(Point labeling dataset excerpts)
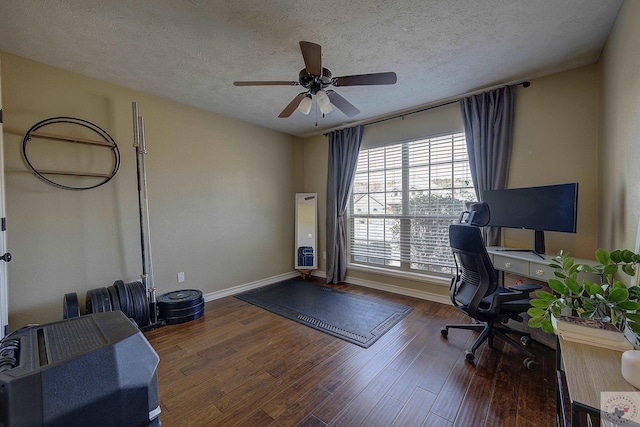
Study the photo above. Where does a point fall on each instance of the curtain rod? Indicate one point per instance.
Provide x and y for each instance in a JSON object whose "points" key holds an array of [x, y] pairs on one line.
{"points": [[432, 107]]}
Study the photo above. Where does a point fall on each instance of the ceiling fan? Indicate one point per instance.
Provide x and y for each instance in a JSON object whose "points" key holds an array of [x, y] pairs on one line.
{"points": [[316, 79]]}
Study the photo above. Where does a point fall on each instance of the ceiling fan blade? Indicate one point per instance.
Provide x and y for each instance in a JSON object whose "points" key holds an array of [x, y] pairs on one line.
{"points": [[367, 79], [342, 104], [266, 83], [312, 54], [289, 109]]}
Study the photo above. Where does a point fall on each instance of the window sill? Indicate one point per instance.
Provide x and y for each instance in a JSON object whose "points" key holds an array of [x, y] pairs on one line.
{"points": [[420, 277]]}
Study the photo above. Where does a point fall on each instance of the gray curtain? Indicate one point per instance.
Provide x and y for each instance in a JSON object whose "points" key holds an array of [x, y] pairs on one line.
{"points": [[488, 125], [344, 146]]}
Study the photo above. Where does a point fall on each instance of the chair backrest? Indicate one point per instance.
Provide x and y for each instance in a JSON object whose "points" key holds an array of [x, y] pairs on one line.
{"points": [[476, 278]]}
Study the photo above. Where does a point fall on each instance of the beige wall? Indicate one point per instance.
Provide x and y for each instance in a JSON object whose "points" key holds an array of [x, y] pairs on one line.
{"points": [[620, 142], [555, 141], [221, 196]]}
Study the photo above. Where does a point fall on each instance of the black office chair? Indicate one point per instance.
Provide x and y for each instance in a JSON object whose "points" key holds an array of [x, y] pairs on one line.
{"points": [[474, 289]]}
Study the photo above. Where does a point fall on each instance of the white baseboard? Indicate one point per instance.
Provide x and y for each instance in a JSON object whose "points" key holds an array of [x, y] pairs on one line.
{"points": [[248, 286], [429, 296]]}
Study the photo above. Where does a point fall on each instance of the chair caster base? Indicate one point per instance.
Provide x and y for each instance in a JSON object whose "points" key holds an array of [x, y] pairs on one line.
{"points": [[531, 364]]}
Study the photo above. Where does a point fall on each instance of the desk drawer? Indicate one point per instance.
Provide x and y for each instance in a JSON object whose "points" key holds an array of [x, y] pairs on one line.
{"points": [[541, 272], [510, 264]]}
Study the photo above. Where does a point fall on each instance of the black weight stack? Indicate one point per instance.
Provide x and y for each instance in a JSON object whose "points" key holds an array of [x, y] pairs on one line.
{"points": [[180, 306]]}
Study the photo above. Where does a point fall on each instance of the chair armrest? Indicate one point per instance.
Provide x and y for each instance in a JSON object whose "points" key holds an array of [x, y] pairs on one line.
{"points": [[527, 287]]}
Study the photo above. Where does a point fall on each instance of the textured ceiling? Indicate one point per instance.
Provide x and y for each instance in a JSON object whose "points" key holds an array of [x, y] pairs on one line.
{"points": [[192, 51]]}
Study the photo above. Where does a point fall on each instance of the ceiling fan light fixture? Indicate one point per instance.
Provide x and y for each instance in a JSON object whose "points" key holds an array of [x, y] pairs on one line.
{"points": [[324, 108], [305, 105], [322, 98]]}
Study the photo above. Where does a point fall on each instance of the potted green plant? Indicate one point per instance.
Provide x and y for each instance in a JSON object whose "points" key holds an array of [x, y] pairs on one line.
{"points": [[610, 300]]}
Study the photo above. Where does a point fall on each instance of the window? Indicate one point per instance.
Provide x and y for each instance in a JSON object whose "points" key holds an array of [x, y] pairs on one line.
{"points": [[405, 196]]}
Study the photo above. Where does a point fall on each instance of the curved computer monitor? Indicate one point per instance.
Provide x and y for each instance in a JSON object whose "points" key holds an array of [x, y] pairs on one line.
{"points": [[543, 208]]}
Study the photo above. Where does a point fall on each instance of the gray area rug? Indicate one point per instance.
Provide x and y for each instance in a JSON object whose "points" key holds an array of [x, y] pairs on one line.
{"points": [[359, 319]]}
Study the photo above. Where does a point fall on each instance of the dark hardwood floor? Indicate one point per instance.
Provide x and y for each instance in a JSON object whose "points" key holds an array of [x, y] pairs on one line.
{"points": [[242, 365]]}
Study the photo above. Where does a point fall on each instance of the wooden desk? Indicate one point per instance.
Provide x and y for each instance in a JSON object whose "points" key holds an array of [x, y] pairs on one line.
{"points": [[526, 263], [588, 370]]}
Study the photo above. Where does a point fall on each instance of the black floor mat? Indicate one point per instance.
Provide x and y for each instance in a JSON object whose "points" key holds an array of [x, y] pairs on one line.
{"points": [[359, 319]]}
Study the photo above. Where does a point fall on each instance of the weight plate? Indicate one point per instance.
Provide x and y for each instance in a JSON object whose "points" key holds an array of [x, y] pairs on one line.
{"points": [[113, 297], [123, 297], [183, 319], [180, 299], [182, 311], [140, 303], [70, 306], [106, 299]]}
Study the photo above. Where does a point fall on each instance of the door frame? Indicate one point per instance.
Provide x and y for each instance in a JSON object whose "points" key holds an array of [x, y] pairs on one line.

Task objective: Please render every line of the entries above as a numbered list, skipping blank lines and leaving the pictures out.

Right answer:
1. Study the photo above. Where does a point fall on each instance of the curtain rod? Indicate one point per instance.
2. Provide x and y for each instance in a JSON object whose "points" key holds an array of [x, y] pairs on one line.
3. {"points": [[432, 107]]}
4. Study the photo above. Where does a point fall on each instance of the ceiling fan? Indicate one point per instance.
5. Provide x and y for each instance in a JSON object whose "points" key holds an array of [x, y] pairs on one line.
6. {"points": [[316, 79]]}
7. Study the photo above. Where does a point fall on each instance of the ceiling fan blade? Indicate one point per instance.
8. Provide x and y for each instance in a JSON object whose "points" key holds an array of [x, y] pairs on one line.
9. {"points": [[367, 79], [342, 104], [266, 83], [312, 54], [289, 109]]}
10. Study the photo above. Where does a point fall on each instance of the window sill? Indicate one point per instance.
11. Provide x and y for each instance in a JSON object whose "points" key holds an array of [x, y] pairs on one line.
12. {"points": [[420, 277]]}
13. Study the photo above. Where does a point fall on each instance of the gray curtain? Indicate one point per instance.
14. Provide x and y for each instance in a JSON object whose "points" key holds an array of [x, y] pairs on one line.
15. {"points": [[488, 125], [344, 146]]}
16. Study the photo above. Where does a point fall on each instance of the chair backrest? Indicate one point per instance.
17. Provide x and y for each instance in a JSON object whose "points" key holds an array of [x, y] pairs on one line.
18. {"points": [[476, 278]]}
19. Study the photo above. Where does a point fall on each instance of the beige wall? Indicate one point per instance.
20. Provide x and y for each instance in a JSON object whose "points" key holds an array of [x, y] pairs on one line.
21. {"points": [[620, 142], [555, 141], [221, 196]]}
22. Study the photo above. Where does a point fall on each instance of the black office chair? Indicate one point per instance.
23. Provide x and y for each instance in a JSON object whose "points" key holds an array of [x, y] pairs on one line.
24. {"points": [[474, 289]]}
25. Study the photo above. Where does a point fall on each instance of the white baseboard? Indicate one point per instance.
26. Provide x and y for each instance in a JSON object whose "points" key holds an array of [x, y] pairs on one line.
27. {"points": [[248, 286], [429, 296]]}
28. Study the photo above. Where does a point fall on each instance of the chair caster base? Indicate one point per instance.
29. Provide x and y for each instance in a JSON object whose "points" key holds an array of [x, y] pairs on one line.
30. {"points": [[531, 364]]}
31. Study the photo above. Where does a point fall on each instance of the desk drawer? Indicate one point per instance.
32. Provide x and y for each instance in a JSON object whose "points" key holds an array of [x, y] pairs on one line.
33. {"points": [[541, 272], [510, 264]]}
34. Study the photo above. Where does a point fall on each instance of the black weight stack? Indicate one point per instance.
35. Provide x and y for each instance in a JSON object whose "points" key holds an array of [x, y] pairs on one line.
36. {"points": [[180, 306]]}
37. Study the photo above. Where does a point fall on each instance of the chair armrest? Indicate one point per instance.
38. Provide x and y for each instance in a JSON object whose "points" key holds an array of [x, y] pairs on one line.
39. {"points": [[527, 287]]}
40. Study the photo above. Where does a point fall on each instance of the textured ceiling? Indicate one point per instance.
41. Provide x and y for each instance in a JSON object whose "points" key holds an array of [x, y] pairs on one line.
42. {"points": [[192, 51]]}
43. Study the photo above. Where does a point fall on each instance of the ceiling fan light fixture? Indicate one point per instance.
44. Provide x and y for each instance in a JSON object whose "points" key holds an array of [x, y] pairs on one line.
45. {"points": [[324, 108], [305, 105], [322, 98]]}
46. Study the photo above. Where does a point fall on each instance of the potted green plant? Indicate one point per instance.
47. Provide x and y for each instance in a JSON object whose "points" key holds an array of [x, y] pairs on one line.
48. {"points": [[610, 300]]}
49. Study the photo above. Where does a point fall on each instance of the window? Indicate one point per instance.
50. Provide x and y for each instance in a JSON object whose "points" key holds an array of [x, y] pairs on one line.
51. {"points": [[405, 196]]}
52. Study the photo above. Where does a point fall on each instance of the curved computer monitor? Indicate one point per instance.
53. Provide x and y for each instance in a JSON object whose "points" key holds an array of [x, y] pairs on one line.
54. {"points": [[543, 208]]}
55. Study the photo above. Where does a point fall on each instance of the gray area rug? Indicate one point per instance.
56. Provide x and y for each instance in a JSON object whose "points" key holds an array of [x, y] pairs on one line.
57. {"points": [[359, 319]]}
58. Study the photo above. Where does a point fall on each instance of the dark hardwood floor? Indicate one point per instance.
59. Provide x and y for each instance in a JSON object whose "points" key holds an array of [x, y] pairs on one line.
60. {"points": [[242, 365]]}
61. Study the photo above. Where does a point fall on each instance of the wooden desk? Indicate one point per instance.
62. Provide x and y for each instance in a JSON object whose "points" key holds an array of [x, y] pairs on one line.
63. {"points": [[526, 263], [588, 370]]}
64. Study the photo above. Where does a point fall on each instance of the black floor mat? Indicate one point per instance.
65. Provide x and y for each instance in a JSON object whose "points" key holds an array of [x, y] pairs on one line.
66. {"points": [[359, 319]]}
67. Study the photo above. Where does a point fall on each instance of the weight plate? Indicate one point per instance.
68. Provide x and y for each instance in a JSON object whose "points" key holds an array of [x, y] pairs on one line.
69. {"points": [[113, 297], [123, 297], [183, 319], [180, 299], [182, 311], [140, 303], [70, 306], [106, 299]]}
70. Study the photo above. Where does a point fall on each instance of the door frame? Indicate one point per instance.
71. Provide x and y for each instance in a JSON object whose "points" key holds an array of [x, y] pairs on one line.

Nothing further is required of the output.